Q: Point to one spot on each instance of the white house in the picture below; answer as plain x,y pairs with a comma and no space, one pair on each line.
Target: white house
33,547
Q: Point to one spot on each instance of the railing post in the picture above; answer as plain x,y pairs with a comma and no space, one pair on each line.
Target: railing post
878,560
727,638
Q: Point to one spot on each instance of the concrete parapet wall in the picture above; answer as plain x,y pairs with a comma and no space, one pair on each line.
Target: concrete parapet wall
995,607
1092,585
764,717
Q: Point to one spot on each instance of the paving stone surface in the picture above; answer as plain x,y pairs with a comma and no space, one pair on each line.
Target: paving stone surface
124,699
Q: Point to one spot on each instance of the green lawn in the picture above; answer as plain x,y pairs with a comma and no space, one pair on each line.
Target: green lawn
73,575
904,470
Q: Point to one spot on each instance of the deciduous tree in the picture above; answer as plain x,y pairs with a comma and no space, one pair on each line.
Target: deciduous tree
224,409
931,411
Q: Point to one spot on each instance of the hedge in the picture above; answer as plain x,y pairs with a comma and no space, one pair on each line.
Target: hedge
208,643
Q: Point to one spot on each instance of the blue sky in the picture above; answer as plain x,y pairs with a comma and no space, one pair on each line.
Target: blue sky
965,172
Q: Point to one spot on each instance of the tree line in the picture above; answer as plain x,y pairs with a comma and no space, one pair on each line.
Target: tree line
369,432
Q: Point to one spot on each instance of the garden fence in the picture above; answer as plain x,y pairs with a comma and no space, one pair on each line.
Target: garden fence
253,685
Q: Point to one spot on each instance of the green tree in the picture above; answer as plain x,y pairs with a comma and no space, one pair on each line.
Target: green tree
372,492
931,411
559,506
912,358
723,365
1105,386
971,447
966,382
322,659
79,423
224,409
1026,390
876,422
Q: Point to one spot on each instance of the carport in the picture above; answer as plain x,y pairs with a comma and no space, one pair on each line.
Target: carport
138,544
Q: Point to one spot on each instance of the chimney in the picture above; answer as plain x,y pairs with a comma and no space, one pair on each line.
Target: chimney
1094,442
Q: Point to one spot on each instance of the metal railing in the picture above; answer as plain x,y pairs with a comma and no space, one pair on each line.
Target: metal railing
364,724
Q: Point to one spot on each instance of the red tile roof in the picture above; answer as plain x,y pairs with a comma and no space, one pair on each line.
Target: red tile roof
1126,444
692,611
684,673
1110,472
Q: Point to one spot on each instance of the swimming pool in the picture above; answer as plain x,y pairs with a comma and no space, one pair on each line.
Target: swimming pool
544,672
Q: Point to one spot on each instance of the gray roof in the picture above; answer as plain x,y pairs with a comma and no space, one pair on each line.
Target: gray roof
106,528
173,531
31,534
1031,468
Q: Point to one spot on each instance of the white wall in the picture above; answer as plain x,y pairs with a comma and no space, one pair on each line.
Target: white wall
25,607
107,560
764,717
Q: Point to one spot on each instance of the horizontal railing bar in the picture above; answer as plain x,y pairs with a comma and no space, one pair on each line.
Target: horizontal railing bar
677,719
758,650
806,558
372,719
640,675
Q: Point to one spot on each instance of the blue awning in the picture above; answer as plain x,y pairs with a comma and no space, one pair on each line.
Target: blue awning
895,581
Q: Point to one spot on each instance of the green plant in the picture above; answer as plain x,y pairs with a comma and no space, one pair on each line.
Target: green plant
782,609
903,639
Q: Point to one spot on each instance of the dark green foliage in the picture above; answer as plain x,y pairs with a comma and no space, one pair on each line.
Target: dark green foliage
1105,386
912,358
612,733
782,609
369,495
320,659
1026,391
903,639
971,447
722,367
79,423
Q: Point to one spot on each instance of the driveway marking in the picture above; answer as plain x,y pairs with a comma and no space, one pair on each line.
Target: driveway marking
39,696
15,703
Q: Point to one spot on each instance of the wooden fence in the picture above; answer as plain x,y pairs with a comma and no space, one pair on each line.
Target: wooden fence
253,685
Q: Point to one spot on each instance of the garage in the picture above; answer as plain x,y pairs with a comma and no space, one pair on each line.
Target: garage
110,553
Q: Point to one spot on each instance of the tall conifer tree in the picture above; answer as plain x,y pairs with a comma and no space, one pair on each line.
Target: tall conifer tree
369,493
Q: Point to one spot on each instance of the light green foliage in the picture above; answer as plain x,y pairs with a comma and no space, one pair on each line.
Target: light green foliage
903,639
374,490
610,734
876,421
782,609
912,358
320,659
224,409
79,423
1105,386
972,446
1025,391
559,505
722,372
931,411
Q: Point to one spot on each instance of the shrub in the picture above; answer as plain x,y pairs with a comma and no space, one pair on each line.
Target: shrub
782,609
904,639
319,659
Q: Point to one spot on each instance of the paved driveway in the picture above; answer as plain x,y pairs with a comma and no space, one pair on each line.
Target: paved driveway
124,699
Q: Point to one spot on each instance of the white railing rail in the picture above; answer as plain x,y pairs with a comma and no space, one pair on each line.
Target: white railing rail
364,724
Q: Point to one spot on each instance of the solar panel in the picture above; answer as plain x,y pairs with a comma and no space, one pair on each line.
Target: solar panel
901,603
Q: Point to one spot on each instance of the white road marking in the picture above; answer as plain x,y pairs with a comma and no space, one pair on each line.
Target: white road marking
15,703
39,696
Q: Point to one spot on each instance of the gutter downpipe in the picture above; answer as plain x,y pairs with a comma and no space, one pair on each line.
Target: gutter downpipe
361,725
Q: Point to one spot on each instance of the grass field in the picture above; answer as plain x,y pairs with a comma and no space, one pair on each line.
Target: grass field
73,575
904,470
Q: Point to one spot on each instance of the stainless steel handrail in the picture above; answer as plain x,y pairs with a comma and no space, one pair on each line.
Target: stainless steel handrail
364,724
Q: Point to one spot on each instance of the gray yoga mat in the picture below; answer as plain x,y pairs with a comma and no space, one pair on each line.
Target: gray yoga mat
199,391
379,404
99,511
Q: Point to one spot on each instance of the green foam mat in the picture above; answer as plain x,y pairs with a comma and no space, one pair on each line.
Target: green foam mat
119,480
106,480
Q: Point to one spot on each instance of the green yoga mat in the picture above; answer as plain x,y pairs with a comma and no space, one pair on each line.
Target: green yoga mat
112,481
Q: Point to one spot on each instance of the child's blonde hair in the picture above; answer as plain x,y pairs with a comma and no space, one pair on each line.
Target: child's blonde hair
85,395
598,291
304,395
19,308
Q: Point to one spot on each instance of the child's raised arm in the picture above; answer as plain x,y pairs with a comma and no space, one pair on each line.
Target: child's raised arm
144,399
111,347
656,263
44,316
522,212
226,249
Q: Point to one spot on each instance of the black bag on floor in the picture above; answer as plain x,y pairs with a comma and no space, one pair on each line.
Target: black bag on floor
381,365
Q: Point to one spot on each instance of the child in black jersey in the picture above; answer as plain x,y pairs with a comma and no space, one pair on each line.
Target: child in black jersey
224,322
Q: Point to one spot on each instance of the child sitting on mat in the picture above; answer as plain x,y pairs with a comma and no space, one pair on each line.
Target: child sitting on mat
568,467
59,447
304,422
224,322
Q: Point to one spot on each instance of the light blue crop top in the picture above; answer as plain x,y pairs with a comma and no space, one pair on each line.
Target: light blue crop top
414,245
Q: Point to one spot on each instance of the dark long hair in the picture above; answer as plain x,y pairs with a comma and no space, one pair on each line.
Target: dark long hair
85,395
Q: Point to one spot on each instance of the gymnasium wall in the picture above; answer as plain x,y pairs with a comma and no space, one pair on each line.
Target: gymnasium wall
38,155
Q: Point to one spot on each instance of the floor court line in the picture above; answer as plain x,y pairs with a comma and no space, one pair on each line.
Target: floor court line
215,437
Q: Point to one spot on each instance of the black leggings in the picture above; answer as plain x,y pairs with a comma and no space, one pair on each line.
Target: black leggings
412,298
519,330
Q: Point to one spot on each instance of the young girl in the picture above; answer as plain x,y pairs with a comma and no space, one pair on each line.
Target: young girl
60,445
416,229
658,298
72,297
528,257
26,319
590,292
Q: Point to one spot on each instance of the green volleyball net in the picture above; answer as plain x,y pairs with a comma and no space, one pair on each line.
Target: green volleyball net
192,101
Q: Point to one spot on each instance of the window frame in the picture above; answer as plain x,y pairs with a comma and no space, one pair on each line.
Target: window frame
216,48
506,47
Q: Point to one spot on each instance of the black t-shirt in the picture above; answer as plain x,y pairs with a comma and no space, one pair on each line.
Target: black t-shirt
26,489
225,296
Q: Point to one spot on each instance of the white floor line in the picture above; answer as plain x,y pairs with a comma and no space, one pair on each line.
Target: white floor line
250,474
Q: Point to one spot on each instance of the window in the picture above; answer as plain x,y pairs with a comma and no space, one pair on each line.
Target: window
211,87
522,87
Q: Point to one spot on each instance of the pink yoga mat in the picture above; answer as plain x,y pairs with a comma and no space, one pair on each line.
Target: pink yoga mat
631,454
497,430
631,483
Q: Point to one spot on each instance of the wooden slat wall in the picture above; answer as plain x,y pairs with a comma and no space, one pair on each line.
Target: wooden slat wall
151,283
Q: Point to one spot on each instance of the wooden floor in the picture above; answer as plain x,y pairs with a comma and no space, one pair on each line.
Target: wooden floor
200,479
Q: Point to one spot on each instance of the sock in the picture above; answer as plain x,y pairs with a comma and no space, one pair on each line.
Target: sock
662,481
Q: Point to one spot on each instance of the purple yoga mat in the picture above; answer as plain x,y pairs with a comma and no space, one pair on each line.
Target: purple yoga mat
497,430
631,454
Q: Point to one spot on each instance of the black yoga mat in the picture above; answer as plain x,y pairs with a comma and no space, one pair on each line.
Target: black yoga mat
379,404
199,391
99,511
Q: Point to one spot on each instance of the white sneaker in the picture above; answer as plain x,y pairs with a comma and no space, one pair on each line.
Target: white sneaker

### INSTRUCTIONS TO FOLLOW
Reproduce only the lines from the line containing "Q: Point to one spot on each instance of the sock" to the last line of the material above, both of those lines included.

### RESULT FOR THIS EXERCISE
Q: Point to one spot on each instance of the sock in the picture above; answer as plain x,y pairs with a comma and no space, one pair on each line.
Target: sock
662,481
Q: Point to one spot on each instance of the purple yoga mat in the picture above; answer as plain x,y pairs with a comma and no space, one pair on each line.
Target: purple yoga mat
497,430
631,454
Q: Point to one spot on each instance of the black yoga mat in the picture above; answer as plain x,y pairs with a comma and no space, one pair on each line.
Target: black yoga mat
379,404
199,391
99,511
Q: Point to one spot on each instance of the white sneaker in the picture above; answer as plain x,y pairs with a comma and no space, one pair on each line.
Target: white sneaker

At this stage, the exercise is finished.